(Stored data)
/---
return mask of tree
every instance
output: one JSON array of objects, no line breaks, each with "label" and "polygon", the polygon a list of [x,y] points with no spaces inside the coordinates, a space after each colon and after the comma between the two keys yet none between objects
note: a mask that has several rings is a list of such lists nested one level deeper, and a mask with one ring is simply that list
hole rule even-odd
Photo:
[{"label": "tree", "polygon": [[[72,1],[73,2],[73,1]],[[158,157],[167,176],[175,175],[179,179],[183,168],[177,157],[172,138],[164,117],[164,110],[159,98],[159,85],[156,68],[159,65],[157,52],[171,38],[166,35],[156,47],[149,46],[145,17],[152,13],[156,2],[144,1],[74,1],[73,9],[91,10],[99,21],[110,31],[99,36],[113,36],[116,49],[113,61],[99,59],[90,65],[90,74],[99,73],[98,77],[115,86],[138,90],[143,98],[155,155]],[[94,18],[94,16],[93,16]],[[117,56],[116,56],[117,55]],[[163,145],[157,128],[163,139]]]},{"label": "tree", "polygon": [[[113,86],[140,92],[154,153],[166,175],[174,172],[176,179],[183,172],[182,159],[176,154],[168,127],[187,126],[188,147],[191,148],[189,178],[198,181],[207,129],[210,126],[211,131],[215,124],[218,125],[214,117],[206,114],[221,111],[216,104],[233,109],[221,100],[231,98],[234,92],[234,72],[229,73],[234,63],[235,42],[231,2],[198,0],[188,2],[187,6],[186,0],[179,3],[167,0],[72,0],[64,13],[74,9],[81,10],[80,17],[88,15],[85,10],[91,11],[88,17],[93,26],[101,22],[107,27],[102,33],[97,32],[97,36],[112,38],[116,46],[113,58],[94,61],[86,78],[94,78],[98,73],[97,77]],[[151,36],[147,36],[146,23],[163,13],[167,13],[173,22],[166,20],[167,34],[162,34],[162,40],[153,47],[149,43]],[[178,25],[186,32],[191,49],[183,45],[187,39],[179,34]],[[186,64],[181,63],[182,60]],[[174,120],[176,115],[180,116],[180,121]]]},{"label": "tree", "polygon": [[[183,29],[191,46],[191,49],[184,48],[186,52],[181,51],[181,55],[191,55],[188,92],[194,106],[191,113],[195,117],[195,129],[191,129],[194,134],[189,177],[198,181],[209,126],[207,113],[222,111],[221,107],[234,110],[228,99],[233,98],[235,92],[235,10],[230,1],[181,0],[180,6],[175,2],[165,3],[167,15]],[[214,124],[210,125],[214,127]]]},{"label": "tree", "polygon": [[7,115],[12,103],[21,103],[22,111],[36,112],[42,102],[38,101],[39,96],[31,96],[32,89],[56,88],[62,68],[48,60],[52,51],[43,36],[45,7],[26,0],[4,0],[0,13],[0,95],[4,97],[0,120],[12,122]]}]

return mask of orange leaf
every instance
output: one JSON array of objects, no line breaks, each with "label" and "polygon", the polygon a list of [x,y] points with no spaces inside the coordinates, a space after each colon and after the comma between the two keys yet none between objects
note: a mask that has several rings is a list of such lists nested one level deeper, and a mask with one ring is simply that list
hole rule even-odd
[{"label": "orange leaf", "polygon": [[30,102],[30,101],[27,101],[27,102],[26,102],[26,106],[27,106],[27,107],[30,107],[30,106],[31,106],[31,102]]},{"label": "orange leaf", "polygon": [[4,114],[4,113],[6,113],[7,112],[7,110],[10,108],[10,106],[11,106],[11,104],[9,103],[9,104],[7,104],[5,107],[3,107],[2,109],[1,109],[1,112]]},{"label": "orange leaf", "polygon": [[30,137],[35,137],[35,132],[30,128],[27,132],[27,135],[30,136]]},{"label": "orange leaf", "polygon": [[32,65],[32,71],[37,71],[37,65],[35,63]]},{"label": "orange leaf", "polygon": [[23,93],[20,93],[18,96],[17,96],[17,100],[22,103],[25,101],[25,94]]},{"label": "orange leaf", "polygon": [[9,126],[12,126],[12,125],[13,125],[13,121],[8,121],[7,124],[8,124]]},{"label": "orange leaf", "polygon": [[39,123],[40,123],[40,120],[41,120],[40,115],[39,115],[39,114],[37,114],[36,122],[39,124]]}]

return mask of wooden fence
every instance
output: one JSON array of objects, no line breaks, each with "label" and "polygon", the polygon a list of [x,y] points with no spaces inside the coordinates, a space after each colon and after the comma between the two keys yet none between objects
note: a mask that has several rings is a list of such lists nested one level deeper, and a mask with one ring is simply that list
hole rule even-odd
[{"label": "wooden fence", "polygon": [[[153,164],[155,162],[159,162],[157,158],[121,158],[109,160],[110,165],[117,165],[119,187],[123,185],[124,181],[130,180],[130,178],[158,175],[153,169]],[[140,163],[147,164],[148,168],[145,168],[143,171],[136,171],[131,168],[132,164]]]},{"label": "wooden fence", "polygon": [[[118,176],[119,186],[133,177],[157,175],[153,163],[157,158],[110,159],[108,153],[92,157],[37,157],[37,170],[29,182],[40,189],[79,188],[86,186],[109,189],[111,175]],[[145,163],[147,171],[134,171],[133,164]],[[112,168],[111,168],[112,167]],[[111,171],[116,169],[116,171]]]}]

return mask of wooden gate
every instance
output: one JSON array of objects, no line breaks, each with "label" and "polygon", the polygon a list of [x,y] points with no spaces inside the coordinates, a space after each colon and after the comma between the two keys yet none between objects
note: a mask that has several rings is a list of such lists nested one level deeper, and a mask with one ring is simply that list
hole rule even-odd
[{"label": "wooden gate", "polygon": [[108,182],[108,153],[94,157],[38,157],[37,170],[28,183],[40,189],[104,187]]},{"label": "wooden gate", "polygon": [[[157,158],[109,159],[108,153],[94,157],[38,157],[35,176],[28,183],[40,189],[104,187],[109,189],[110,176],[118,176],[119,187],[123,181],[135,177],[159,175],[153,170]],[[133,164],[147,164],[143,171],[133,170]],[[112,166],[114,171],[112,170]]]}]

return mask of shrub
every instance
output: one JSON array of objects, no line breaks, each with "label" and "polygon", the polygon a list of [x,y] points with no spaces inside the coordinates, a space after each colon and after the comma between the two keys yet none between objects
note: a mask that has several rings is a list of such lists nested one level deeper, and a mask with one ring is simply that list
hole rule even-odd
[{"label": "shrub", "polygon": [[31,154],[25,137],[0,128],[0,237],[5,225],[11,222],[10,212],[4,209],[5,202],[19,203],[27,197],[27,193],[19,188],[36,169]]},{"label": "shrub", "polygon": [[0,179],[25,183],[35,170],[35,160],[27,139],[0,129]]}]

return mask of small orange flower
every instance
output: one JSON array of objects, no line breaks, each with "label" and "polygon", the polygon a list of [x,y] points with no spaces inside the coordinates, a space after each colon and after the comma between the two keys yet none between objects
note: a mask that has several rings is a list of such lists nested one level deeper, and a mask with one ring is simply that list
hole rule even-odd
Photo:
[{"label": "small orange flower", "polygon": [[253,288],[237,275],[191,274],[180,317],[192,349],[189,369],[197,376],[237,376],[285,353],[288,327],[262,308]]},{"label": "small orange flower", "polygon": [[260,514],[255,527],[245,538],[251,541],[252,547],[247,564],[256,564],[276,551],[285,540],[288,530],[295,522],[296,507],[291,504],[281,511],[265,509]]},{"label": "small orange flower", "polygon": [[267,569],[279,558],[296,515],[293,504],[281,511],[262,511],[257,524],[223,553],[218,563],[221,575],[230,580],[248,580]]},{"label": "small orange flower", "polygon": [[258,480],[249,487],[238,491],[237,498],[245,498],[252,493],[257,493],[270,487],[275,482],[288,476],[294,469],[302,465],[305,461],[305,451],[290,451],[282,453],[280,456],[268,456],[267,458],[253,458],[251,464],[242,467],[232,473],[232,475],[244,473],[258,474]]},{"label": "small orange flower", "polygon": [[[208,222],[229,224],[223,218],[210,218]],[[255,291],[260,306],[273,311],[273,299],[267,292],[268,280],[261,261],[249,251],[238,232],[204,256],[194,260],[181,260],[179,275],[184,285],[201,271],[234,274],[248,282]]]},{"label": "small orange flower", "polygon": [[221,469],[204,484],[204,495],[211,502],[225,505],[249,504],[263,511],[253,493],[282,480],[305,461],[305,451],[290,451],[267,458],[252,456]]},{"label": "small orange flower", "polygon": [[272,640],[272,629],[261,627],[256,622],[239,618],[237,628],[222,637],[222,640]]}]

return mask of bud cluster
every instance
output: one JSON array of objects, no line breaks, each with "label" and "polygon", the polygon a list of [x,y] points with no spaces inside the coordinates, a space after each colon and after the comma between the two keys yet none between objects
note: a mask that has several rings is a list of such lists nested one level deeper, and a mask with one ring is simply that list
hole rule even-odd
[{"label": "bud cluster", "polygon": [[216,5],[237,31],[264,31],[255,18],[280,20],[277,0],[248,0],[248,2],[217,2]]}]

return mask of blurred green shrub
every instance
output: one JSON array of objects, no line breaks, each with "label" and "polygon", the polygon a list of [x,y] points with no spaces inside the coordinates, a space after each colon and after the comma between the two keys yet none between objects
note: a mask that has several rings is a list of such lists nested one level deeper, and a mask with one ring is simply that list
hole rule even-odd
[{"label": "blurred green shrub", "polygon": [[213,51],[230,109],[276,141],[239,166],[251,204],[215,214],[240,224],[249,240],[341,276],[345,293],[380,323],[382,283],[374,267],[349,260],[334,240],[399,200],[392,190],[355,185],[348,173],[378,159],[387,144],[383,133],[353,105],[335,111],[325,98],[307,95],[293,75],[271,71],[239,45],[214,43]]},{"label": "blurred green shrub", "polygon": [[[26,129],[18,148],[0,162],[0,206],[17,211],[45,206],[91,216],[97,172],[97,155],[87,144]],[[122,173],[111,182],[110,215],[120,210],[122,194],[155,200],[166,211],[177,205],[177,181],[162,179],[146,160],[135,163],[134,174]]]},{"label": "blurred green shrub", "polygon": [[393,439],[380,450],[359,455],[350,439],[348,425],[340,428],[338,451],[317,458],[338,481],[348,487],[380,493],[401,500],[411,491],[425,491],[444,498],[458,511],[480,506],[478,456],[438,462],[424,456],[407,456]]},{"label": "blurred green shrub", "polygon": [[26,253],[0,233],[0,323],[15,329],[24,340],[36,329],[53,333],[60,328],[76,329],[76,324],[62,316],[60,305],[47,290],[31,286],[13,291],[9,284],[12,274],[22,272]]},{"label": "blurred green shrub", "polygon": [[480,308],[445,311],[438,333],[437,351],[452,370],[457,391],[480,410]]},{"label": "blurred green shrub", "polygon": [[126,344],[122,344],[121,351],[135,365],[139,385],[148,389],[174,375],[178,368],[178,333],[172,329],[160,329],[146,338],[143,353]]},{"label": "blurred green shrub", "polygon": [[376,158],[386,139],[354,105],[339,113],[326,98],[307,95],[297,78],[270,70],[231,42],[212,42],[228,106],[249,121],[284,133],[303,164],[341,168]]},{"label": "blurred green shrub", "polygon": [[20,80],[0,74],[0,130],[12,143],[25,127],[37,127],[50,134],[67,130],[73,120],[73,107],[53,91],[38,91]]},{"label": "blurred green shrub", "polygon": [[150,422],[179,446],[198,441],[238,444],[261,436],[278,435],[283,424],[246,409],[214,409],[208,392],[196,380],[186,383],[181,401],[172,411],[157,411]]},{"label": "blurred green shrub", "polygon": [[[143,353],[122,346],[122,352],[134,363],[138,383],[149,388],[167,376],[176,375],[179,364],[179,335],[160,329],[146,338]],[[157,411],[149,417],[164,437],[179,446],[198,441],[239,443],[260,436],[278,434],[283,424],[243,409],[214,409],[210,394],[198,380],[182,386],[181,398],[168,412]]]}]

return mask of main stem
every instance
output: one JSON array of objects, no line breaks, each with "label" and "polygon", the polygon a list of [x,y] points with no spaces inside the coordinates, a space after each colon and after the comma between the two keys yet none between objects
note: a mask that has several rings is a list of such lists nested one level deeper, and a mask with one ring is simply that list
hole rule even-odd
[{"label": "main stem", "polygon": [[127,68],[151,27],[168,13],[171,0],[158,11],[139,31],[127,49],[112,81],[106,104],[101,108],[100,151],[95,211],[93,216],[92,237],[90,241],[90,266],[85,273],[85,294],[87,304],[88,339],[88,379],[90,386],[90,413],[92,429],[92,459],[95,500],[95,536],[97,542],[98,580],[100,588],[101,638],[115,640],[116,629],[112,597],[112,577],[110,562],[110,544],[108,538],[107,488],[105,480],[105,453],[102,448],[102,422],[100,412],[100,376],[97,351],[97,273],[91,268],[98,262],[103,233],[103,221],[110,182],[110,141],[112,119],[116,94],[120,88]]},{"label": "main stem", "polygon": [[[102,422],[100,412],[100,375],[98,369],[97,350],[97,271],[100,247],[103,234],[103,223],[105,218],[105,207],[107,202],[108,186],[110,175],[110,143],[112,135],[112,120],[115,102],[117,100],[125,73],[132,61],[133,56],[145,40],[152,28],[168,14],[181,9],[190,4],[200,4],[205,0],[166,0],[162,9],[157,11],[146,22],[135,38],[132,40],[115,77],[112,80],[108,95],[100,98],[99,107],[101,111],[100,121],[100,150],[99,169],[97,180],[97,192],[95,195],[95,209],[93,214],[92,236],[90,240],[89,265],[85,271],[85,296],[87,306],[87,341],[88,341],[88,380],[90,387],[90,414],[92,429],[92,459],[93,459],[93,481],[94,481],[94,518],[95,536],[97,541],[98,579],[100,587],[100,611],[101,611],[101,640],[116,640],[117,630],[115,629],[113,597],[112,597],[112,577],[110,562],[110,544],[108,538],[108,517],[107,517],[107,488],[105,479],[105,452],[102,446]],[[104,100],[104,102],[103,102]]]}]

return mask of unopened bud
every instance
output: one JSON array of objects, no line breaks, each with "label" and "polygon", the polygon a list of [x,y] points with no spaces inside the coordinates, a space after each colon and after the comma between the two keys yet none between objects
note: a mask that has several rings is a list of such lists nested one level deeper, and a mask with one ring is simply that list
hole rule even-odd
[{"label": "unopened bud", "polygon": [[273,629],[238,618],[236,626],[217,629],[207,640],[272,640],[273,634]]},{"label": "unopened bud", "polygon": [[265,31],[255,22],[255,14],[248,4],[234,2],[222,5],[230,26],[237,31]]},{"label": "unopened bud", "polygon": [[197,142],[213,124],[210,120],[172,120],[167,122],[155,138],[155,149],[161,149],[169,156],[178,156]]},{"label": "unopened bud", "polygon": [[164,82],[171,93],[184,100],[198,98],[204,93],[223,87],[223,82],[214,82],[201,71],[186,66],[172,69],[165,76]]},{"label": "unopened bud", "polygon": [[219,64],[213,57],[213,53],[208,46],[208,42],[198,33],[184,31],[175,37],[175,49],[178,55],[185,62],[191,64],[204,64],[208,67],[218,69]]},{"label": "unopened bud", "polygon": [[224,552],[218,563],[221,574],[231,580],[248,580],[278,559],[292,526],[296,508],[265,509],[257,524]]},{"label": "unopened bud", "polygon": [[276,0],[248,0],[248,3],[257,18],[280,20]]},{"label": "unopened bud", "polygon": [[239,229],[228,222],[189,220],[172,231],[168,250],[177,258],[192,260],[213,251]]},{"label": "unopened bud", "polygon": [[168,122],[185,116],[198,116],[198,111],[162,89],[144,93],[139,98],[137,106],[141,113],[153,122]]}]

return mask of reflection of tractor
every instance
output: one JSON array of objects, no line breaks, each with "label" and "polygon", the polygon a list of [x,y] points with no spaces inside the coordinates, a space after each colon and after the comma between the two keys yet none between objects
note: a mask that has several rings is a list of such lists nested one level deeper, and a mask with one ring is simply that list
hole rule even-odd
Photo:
\---
● **Directions for this task**
Whenever the word "return" shows up in a line of the entries, list that line.

● **Answer area**
return mask of tree
return mask of orange leaf
return mask of wooden fence
return mask of wooden gate
return mask of shrub
return mask of small orange flower
return mask of bud cluster
return mask of blurred green shrub
return mask of main stem
return mask of unopened bud
return mask of reflection of tractor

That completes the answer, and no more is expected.